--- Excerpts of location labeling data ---
'''

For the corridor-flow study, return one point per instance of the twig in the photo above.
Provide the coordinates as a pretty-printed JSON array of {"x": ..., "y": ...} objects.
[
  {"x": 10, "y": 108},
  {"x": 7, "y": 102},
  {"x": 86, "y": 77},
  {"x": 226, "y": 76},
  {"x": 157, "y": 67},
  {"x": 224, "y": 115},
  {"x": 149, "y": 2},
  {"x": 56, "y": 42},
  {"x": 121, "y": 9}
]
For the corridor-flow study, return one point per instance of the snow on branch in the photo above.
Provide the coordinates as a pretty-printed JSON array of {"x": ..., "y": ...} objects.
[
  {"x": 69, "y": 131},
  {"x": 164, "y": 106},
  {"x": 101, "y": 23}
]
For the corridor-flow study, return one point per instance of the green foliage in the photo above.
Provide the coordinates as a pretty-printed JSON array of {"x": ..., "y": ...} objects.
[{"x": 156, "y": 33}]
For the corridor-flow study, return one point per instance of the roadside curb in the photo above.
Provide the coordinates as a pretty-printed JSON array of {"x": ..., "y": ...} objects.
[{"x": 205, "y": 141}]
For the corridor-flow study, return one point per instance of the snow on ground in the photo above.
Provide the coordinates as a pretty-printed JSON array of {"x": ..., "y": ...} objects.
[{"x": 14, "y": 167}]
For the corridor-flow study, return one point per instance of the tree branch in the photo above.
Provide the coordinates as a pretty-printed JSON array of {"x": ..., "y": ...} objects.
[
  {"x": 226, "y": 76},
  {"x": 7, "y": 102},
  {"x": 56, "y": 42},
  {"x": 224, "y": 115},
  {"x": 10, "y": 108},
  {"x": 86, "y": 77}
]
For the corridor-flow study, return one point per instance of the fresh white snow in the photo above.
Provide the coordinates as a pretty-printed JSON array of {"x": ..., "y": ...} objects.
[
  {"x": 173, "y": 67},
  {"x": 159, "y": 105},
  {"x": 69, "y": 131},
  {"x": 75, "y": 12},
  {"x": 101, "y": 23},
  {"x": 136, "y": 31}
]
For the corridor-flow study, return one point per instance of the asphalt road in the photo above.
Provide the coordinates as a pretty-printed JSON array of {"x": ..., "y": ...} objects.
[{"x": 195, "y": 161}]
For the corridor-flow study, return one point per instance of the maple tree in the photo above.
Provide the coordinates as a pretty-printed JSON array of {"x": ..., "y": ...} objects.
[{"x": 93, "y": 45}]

'''

--- EXERCISE TASK ---
Your task is to retype all the records above with nothing left out.

--- THE SOLUTION ---
For the corridor-flow study, return one point per instance of the twig in the photo above.
Provide the coordinates as a pretty-printed JSON array of {"x": ..., "y": ...} objects.
[
  {"x": 10, "y": 108},
  {"x": 7, "y": 102},
  {"x": 86, "y": 77},
  {"x": 226, "y": 76},
  {"x": 157, "y": 67},
  {"x": 224, "y": 115},
  {"x": 149, "y": 2},
  {"x": 56, "y": 42},
  {"x": 121, "y": 9}
]
For the corridor-flow study, return one point per instance of the snow on branch in the photo above.
Provide the coordinates as a pretty-printed JSON array of {"x": ..., "y": ...} objects.
[
  {"x": 69, "y": 131},
  {"x": 164, "y": 106},
  {"x": 101, "y": 23}
]
For the corridor-flow study, return one point per instance of the green foliage in the photo above.
Provide the coordinates as a pretty-printed JSON array of {"x": ..., "y": ...} objects.
[{"x": 156, "y": 33}]
For the corridor-flow study, return one point per instance of the roadside curb in the photo above.
Provide the coordinates as a pretty-printed JSON array of {"x": ..., "y": ...} objects.
[{"x": 205, "y": 141}]
For the corridor-flow study, return one point per instance of the snow on ground in the photo above.
Provide the coordinates as a pretty-printed JSON array of {"x": ..., "y": ...} objects.
[{"x": 14, "y": 167}]
For the corridor-flow study, return one point per instance of the tree branch in the photo above.
Provide the coordinates as a pretty-printed JSON array of {"x": ..., "y": ...} objects.
[
  {"x": 226, "y": 76},
  {"x": 7, "y": 102},
  {"x": 56, "y": 42},
  {"x": 224, "y": 115},
  {"x": 10, "y": 108},
  {"x": 86, "y": 77}
]
For the corridor-flow study, return one point per instance of the fresh white snow in the photo above.
Provide the coordinates as a pretty-printed JSON array of {"x": ..., "y": ...} objects.
[
  {"x": 173, "y": 67},
  {"x": 159, "y": 105},
  {"x": 69, "y": 131},
  {"x": 75, "y": 12},
  {"x": 101, "y": 23},
  {"x": 136, "y": 31}
]
For the corridor-flow study, return one point per instance of the asphalt road in the photo above.
Provide the coordinates as a pretty-printed JSON array of {"x": ..., "y": ...} objects.
[{"x": 195, "y": 161}]
For the corridor-flow study, return one point per instance of the maple tree in the photo above.
Provide the coordinates as a pretty-printed JSON array of {"x": ..., "y": ...} objects.
[{"x": 93, "y": 45}]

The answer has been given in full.